### Exercise
Output every line below without omitting or altering anything.

### Source material
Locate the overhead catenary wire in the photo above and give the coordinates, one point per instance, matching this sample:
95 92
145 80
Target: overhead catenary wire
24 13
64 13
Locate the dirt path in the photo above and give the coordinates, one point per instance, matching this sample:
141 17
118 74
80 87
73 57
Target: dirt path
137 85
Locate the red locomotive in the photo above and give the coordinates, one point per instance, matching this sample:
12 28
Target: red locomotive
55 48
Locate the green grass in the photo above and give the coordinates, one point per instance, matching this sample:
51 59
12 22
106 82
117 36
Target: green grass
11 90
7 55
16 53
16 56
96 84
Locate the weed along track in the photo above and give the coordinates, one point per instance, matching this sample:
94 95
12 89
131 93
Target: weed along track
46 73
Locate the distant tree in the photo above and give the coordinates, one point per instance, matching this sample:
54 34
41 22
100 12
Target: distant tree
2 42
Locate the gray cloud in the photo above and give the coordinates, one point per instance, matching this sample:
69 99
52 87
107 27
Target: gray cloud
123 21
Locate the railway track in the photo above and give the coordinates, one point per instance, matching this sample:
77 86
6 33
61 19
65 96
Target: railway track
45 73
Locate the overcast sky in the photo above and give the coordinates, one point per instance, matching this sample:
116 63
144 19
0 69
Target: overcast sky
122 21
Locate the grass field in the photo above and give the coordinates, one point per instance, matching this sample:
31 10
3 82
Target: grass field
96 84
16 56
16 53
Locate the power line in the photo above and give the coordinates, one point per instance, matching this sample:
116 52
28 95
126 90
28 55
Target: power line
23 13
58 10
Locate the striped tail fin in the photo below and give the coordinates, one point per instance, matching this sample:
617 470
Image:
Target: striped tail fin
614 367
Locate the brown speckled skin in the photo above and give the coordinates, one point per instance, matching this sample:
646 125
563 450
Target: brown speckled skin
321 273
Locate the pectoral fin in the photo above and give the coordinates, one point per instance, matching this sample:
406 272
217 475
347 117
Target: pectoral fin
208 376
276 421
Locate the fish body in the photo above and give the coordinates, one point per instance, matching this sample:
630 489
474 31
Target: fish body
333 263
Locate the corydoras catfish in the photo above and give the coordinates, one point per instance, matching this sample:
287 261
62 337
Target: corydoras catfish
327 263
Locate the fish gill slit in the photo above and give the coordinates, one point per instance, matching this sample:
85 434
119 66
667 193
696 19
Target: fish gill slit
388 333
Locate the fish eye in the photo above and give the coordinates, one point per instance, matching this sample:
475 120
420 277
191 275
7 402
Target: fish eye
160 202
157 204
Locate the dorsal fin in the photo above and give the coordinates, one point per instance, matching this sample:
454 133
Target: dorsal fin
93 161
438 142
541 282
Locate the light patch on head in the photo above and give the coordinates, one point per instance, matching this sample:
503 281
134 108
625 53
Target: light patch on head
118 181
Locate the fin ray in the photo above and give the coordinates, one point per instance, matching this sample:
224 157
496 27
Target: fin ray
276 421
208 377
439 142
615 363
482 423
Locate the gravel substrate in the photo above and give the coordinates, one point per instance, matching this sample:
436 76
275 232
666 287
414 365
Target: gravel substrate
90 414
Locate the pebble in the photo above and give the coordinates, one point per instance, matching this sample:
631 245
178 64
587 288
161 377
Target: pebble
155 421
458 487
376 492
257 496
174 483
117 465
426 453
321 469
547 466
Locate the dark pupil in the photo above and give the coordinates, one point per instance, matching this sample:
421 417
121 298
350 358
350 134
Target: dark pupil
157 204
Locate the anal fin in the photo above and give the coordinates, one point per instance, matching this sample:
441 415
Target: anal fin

### Completed task
Locate the overhead catenary wire in the photo above and give the coordinates, one point per instance, matching this sample:
95 92
145 80
Target: overhead catenary wire
24 13
64 13
Locate the dirt path in the photo above and give the coordinates, one point per instance, matching this sample:
141 17
118 74
80 87
73 57
Target: dirt path
137 85
Locate the red locomotive in the photo above and give the coordinates, one point per instance, matching this sample:
12 28
Target: red locomotive
55 48
Locate the green grass in the photo above and give the coordinates, one point per instance, matching this sample:
51 59
12 22
106 82
117 36
Target: green grass
11 90
7 55
16 53
16 56
96 84
Locate the weed along track in the photo above and give the coordinates, one point per instance, matching this sample:
94 95
12 89
131 93
Target: weed along track
46 73
Locate the distant tree in the photo above and give the coordinates, one point per instance, matching this sample:
54 34
41 22
100 12
Target: distant tree
2 42
Locate the gray cloud in the photo above and give the coordinates, one point per instance, matching this sample:
69 99
52 87
107 27
Target: gray cloud
123 21
Locate the railway track in the photo above and give the coordinates, one point per instance, matching this sample:
77 86
6 33
61 19
65 96
Target: railway track
45 73
Locate the overcast sky in the photo above and give the coordinates, one point per instance, matching this sample:
116 63
144 19
0 69
Target: overcast sky
122 21
Locate the grass field in the photo above and give the coordinates, one point per instance, matching this sample:
31 10
3 82
Target: grass field
96 84
16 56
16 53
Locate the power line in the photo above and give the coordinates, one point per instance, matching this sample:
116 52
28 95
126 90
28 55
Target: power line
23 13
58 10
Locate the striped tail fin in the photo below and give the coordinates, one point per instance, matching this sample:
617 470
Image:
Target: striped tail fin
614 367
Locate the brown speckled skin in the photo above and give the coordinates, one point per instance, matching this sample:
646 125
563 450
Target: brown speckled skin
321 273
Locate the pectoral fin in the photo above and give the coordinates, one point per instance, matching this sample:
406 272
217 475
347 117
Target: pectoral fin
208 376
276 421
Locate the fish body in the photo above and give the coordinates, one point per instance, matching this sample:
630 489
474 31
Target: fish body
333 263
Locate the corydoras catfish in the photo above and give the coordinates, one point per instance, matching this sample:
287 261
62 337
Target: corydoras catfish
327 263
Locate the fish gill slit in the photo above and give the coordinates, one point per instance, matching this sample:
85 434
119 66
667 193
696 19
Target: fish gill slit
388 333
Locate the fish eye in the photo above and give the coordinates, one point per instance, matching this sample:
475 120
420 277
191 275
7 402
Target: fish eye
160 202
157 204
Locate the dorsal fin in the photo above and give the coordinates, one point per instance, matching this sample:
454 133
Target: dorsal fin
93 161
438 142
541 282
Locate the light patch on head in the photo above and give the coordinates, one point per instance, matching this sample:
503 281
134 108
625 53
Target: light patch on head
118 181
Locate the fin ray in the photo above and give the coordinates, one point per instance, matching this sample:
224 157
496 27
Target: fin ray
276 421
208 377
439 142
615 363
482 423
Locate the gravel substrate in the photo above and give the coordinates, one point per instance, matching this sample:
436 76
275 232
666 287
414 365
Target: gravel substrate
90 414
Locate the pebble in the photo above and give the coordinates, one point per instance, matching this sample:
631 245
178 64
587 288
161 377
Target: pebble
155 421
458 487
376 492
257 496
174 483
117 465
426 453
321 469
547 466
Locate the dark pupil in the photo above and give the coordinates, one point per instance, matching this sample:
421 417
121 298
350 358
350 134
Target: dark pupil
157 204
Locate the anal fin in the photo above and give the coordinates, one point per instance, matching this sample:
441 415
Target: anal fin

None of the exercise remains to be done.